> [PROMPT]: Write out all of the entries exactly, please.

─── GIVEN RECORDS

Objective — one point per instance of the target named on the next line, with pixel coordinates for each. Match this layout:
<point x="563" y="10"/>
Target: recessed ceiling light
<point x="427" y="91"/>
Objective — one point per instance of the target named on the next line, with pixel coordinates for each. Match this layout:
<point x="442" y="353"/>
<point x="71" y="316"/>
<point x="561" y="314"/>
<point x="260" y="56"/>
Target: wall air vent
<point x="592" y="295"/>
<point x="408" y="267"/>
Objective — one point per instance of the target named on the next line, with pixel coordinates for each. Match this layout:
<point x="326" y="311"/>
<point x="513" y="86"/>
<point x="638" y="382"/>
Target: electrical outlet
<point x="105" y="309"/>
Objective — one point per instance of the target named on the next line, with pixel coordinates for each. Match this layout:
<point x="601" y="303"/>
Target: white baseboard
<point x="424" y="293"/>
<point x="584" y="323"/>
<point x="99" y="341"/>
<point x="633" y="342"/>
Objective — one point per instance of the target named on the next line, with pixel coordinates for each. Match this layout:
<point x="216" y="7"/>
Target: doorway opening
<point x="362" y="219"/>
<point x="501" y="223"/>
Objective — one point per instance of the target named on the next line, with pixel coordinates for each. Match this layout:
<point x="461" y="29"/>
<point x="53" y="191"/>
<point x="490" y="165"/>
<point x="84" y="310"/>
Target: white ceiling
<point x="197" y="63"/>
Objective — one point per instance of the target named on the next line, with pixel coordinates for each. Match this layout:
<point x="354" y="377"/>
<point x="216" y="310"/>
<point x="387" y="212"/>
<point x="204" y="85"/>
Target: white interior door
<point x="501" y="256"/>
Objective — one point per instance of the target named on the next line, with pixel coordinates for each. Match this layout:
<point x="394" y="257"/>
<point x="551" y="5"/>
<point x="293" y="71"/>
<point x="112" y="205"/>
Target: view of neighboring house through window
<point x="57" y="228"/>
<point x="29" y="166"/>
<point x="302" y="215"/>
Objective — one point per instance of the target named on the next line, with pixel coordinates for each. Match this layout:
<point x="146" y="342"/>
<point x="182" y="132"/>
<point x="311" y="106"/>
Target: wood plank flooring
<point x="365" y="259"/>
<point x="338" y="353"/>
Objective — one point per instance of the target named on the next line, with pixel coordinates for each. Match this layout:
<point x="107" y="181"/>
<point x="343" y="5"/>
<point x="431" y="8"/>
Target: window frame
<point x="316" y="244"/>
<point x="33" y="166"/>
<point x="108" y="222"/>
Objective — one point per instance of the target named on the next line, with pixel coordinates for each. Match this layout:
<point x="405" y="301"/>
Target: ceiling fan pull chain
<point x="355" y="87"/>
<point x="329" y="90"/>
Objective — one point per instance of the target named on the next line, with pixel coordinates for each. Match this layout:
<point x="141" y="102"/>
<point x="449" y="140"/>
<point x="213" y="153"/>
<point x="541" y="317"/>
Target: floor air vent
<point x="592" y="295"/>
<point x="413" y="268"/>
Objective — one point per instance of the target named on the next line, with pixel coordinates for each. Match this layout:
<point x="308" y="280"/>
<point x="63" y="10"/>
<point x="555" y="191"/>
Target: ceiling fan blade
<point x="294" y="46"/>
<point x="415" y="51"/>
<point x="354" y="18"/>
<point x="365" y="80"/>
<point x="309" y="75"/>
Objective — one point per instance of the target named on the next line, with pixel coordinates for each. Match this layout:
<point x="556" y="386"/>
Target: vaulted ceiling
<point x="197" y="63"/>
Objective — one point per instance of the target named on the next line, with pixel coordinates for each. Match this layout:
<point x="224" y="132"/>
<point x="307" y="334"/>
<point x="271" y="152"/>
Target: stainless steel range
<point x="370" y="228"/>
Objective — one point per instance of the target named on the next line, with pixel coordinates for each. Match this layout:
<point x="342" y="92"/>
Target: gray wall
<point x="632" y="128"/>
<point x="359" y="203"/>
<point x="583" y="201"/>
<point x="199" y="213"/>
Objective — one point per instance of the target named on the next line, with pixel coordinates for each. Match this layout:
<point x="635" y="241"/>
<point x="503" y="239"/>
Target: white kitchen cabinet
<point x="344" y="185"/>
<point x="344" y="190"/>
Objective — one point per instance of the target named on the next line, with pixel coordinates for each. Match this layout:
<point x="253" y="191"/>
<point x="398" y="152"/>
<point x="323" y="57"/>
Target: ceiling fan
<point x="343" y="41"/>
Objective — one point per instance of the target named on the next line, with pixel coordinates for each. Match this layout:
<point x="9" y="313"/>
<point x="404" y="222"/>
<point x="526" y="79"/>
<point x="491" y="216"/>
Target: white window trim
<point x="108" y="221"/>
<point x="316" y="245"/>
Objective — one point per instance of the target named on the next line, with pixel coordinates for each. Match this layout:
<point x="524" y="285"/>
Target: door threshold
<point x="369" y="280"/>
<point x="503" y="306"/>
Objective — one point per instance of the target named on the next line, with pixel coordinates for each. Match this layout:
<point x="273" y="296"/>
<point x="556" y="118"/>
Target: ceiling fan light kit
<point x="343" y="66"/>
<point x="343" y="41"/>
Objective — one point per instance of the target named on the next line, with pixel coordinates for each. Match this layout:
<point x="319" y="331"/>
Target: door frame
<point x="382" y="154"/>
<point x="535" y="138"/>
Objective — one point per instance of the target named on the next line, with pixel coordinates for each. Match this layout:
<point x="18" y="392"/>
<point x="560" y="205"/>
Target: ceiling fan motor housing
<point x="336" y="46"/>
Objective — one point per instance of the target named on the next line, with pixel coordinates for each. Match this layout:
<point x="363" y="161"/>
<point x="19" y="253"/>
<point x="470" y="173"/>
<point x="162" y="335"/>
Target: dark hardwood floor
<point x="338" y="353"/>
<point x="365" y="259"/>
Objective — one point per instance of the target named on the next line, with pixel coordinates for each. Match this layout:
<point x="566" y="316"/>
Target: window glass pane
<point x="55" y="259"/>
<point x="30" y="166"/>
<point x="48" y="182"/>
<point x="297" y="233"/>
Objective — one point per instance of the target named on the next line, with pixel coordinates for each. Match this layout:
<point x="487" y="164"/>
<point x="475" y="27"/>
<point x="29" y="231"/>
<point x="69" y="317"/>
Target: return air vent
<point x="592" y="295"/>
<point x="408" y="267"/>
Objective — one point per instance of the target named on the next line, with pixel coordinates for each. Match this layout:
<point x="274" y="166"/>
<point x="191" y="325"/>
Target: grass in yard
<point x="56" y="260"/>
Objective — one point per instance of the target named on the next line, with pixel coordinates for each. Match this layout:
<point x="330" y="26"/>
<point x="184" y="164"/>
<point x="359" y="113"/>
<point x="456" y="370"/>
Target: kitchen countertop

──────

> [EXPECTED OUTPUT]:
Objective — one point per instance of the target named on the next line, with pixel coordinates for each. Match this layout:
<point x="563" y="10"/>
Target: recessed ceiling light
<point x="427" y="91"/>
Objective — one point per instance of the target named on the next line, with pixel coordinates for each. Match this layout:
<point x="442" y="353"/>
<point x="71" y="316"/>
<point x="561" y="314"/>
<point x="260" y="56"/>
Target: wall air vent
<point x="592" y="295"/>
<point x="408" y="267"/>
Objective — one point per instance of the target named on the next line, with pixel coordinates for each. Match this layout:
<point x="326" y="311"/>
<point x="513" y="86"/>
<point x="638" y="382"/>
Target: electrical outlet
<point x="105" y="309"/>
Objective — one point per instance of the target named on the next line, with pixel coordinates for each. Match this layout:
<point x="601" y="303"/>
Target: white baseboard
<point x="424" y="293"/>
<point x="584" y="323"/>
<point x="99" y="341"/>
<point x="633" y="342"/>
Objective — one point per instance of the target named on the next line, with pixel coordinates for each. Match this layout:
<point x="216" y="7"/>
Target: doorway opening
<point x="362" y="219"/>
<point x="501" y="223"/>
Objective — one point per instance of the target named on the next line, with pixel coordinates for each. Match this layout:
<point x="461" y="29"/>
<point x="53" y="191"/>
<point x="490" y="165"/>
<point x="84" y="310"/>
Target: white ceiling
<point x="197" y="63"/>
Objective — one point per instance of the target named on the next line, with pixel coordinates for each. Match this layout:
<point x="354" y="377"/>
<point x="216" y="310"/>
<point x="387" y="212"/>
<point x="204" y="85"/>
Target: white interior door
<point x="501" y="256"/>
Objective — one point per instance of the target named on the next line, with pixel coordinates for each. Match this layout:
<point x="394" y="257"/>
<point x="551" y="5"/>
<point x="293" y="71"/>
<point x="112" y="205"/>
Target: view of neighboring house through window
<point x="57" y="228"/>
<point x="29" y="166"/>
<point x="302" y="215"/>
Objective — one point per instance of the target named on the next line, with pixel coordinates for each. Match this layout:
<point x="146" y="342"/>
<point x="182" y="132"/>
<point x="311" y="106"/>
Target: wood plank flooring
<point x="365" y="259"/>
<point x="338" y="353"/>
Objective — one point per instance of the target named on the next line, with pixel coordinates for each. Match this layout:
<point x="107" y="181"/>
<point x="343" y="5"/>
<point x="431" y="8"/>
Target: window frame
<point x="316" y="244"/>
<point x="33" y="166"/>
<point x="108" y="222"/>
Objective — one point per instance of the target named on the next line, with pixel coordinates for each. Match this layout:
<point x="405" y="301"/>
Target: ceiling fan pull chain
<point x="355" y="87"/>
<point x="329" y="90"/>
Objective — one point per instance of the target named on the next line, with pixel coordinates for each. Match this layout:
<point x="141" y="102"/>
<point x="449" y="140"/>
<point x="213" y="153"/>
<point x="541" y="317"/>
Target: floor air vent
<point x="592" y="295"/>
<point x="413" y="268"/>
Objective — one point per instance of the target named on the next line, with pixel coordinates for each. Match this layout:
<point x="308" y="280"/>
<point x="63" y="10"/>
<point x="555" y="191"/>
Target: ceiling fan blade
<point x="294" y="46"/>
<point x="415" y="51"/>
<point x="354" y="18"/>
<point x="365" y="80"/>
<point x="309" y="75"/>
Objective — one point per instance of the target named on the next line, with pixel coordinates for each. Match this layout:
<point x="556" y="386"/>
Target: vaulted ceiling
<point x="197" y="63"/>
Objective — one point per instance of the target named on the next line, with pixel coordinates for each. Match this layout:
<point x="224" y="132"/>
<point x="307" y="334"/>
<point x="271" y="152"/>
Target: stainless steel range
<point x="370" y="228"/>
Objective — one point per instance of the target named on the next line, with pixel coordinates for each. Match this layout:
<point x="342" y="92"/>
Target: gray wall
<point x="632" y="128"/>
<point x="359" y="203"/>
<point x="583" y="201"/>
<point x="199" y="213"/>
Objective — one point per instance of the target named on the next line, with pixel coordinates for each. Match this layout:
<point x="635" y="241"/>
<point x="503" y="239"/>
Target: white kitchen cabinet
<point x="344" y="185"/>
<point x="344" y="190"/>
Objective — one point per instance of the target named on the next line, with pixel coordinates for each. Match this layout:
<point x="253" y="191"/>
<point x="398" y="152"/>
<point x="323" y="57"/>
Target: ceiling fan
<point x="343" y="41"/>
Objective — one point per instance of the target named on the next line, with pixel coordinates for each. Match this layout:
<point x="9" y="313"/>
<point x="404" y="222"/>
<point x="526" y="79"/>
<point x="491" y="216"/>
Target: white window trim
<point x="108" y="221"/>
<point x="316" y="245"/>
Objective — one point per instance of the target named on the next line, with pixel coordinates for each. Match this layout:
<point x="524" y="285"/>
Target: door threshold
<point x="369" y="280"/>
<point x="503" y="306"/>
Objective — one point per instance of the target named on the next line, with pixel coordinates for each. Match this layout:
<point x="273" y="296"/>
<point x="556" y="118"/>
Target: ceiling fan light kit
<point x="343" y="66"/>
<point x="343" y="41"/>
Objective — one point per instance of the target named on the next line, with pixel coordinates for each. Match this layout:
<point x="319" y="331"/>
Target: door frame
<point x="382" y="154"/>
<point x="535" y="138"/>
Objective — one point per instance of the target named on the next line, with pixel coordinates for each. Match this layout:
<point x="18" y="392"/>
<point x="560" y="205"/>
Target: ceiling fan motor housing
<point x="336" y="46"/>
Objective — one point per instance of the target named on the next line, with pixel coordinates for each. Match this layout:
<point x="363" y="161"/>
<point x="19" y="253"/>
<point x="470" y="173"/>
<point x="162" y="335"/>
Target: dark hardwood floor
<point x="338" y="353"/>
<point x="365" y="259"/>
Objective — one point per instance of the target named on the next line, with pixel coordinates for each. Match this layout:
<point x="566" y="316"/>
Target: window glass pane
<point x="55" y="259"/>
<point x="30" y="166"/>
<point x="48" y="182"/>
<point x="297" y="233"/>
Objective — one point per instance of the target named on the next line, with pixel coordinates for each. Match this layout:
<point x="487" y="164"/>
<point x="475" y="27"/>
<point x="29" y="231"/>
<point x="69" y="317"/>
Target: return air vent
<point x="592" y="295"/>
<point x="408" y="267"/>
Objective — one point per instance of the target named on the next line, with pixel coordinates for each. Match this layout:
<point x="274" y="166"/>
<point x="191" y="325"/>
Target: grass in yard
<point x="56" y="260"/>
Objective — one point per instance of the target named on the next line, with pixel coordinates for each. Match this layout:
<point x="330" y="26"/>
<point x="184" y="164"/>
<point x="359" y="113"/>
<point x="456" y="370"/>
Target: kitchen countertop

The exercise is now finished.